• **Questões de estudo**
a) Responda às perguntas abaixo com base no texto.
(i) Qual terapêutica é fornecida pelo SUS em função da ordem judicial mencionada?
(ii) Na comparação com animais, o que corresponde ao gato e o que corresponde ao cão?
(iii) Segundo o texto, qual é o sonho de todos os pacientes?
b) Altere o trecho do texto entre "Entretanto, mesmo sendo" e "desejamos do SUS.", inclusive, substituindo "mal necessário" por "recurso provisório".

• **Trecho do texto**
:::::

Muito bom ler um texto sobre a judicialização da saúde sem extremismos, falha de que não consigo escapar nas minhas manifestações por justamente ter a vida garantida em função de uma ordem judicial de fornecimento de terapêutica pelo SUS (bomba de infusão de insulina com monitoramento contínuo da glicose). Nessas condições, não existe outra possibilidade de posicionamento, senão de pró-judicialização.
Entretanto, mesmo sendo advogada e autora na área jurídica de saúde pública, vejo que o processo judicial é mais um mal necessário (por ora) do que algo desejado. Uma ordem judicial é o gato, e a previsão no protocolo do SUS é o cão (quem não tem cão caça com gato!). Mas o sonho de todos os pacientes mesmo é receber pelo SUS o tratamento de que necessitam para ter uma boa qualidade de vida de forma espontânea. A certeza de poder evitar o risco à vida e à saúde, através de opções terapêuticas em consonância com o consenso médico especializado, é o que realmente desejamos do SUS.

:::::

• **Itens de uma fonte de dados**
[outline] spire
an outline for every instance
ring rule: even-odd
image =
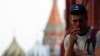
[[[3,54],[3,56],[25,56],[23,50],[19,47],[18,43],[16,42],[15,38],[13,39],[12,44]]]
[[[56,4],[57,3],[57,0],[53,0],[53,3]]]
[[[53,7],[50,13],[49,21],[46,26],[46,30],[61,30],[63,29],[63,24],[60,20],[59,10],[57,7],[57,0],[53,0]],[[59,29],[58,29],[59,28]]]

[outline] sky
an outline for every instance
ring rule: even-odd
[[[52,5],[53,0],[0,0],[0,56],[14,38],[25,53],[42,42]],[[64,24],[65,0],[57,5]]]

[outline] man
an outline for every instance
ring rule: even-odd
[[[64,40],[65,56],[100,56],[100,31],[97,31],[95,36],[94,50],[92,43],[88,46],[87,40],[91,37],[93,28],[87,24],[88,16],[85,7],[81,4],[72,5],[70,18],[72,30]]]

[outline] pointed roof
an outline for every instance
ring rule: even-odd
[[[45,31],[63,30],[63,27],[57,8],[57,0],[53,0],[52,11]]]
[[[4,53],[3,56],[25,56],[25,53],[19,47],[14,38],[12,44],[10,45],[10,47],[7,49],[7,51]]]

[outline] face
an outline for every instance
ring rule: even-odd
[[[73,28],[78,29],[78,32],[82,32],[87,26],[87,19],[84,15],[71,15],[71,23]]]

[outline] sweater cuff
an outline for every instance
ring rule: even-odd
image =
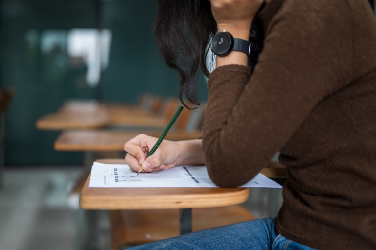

:::::

• **Suas respostas**
a)
(i) Uma bomba de infusão de insulina com monitoramento contínuo da glicose.
(ii) O gato é a ordem judicial, e o cão é a previsão no protocolo do SUS.
(iii) Receber pelo SUS o tratamento de que necessitam para ter uma boa qualidade de vida de forma espontânea.

b)
Entretanto, mesmo sendo advogada e autora na área jurídica de saúde pública, vejo que o processo judicial é mais um recurso provisório (por ora) do que algo desejado. Uma ordem judicial é o gato, e a previsão no protocolo do SUS é o cão (quem não tem cão caça com gato!). Mas o sonho de todos os pacientes mesmo é receber pelo SUS o tratamento de que necessitam para ter uma boa qualidade de vida de forma espontânea. A certeza de poder evitar o risco à vida e à saúde, através de opções terapêuticas em consonância com o consenso médico especializado, é o que realmente desejamos do SUS.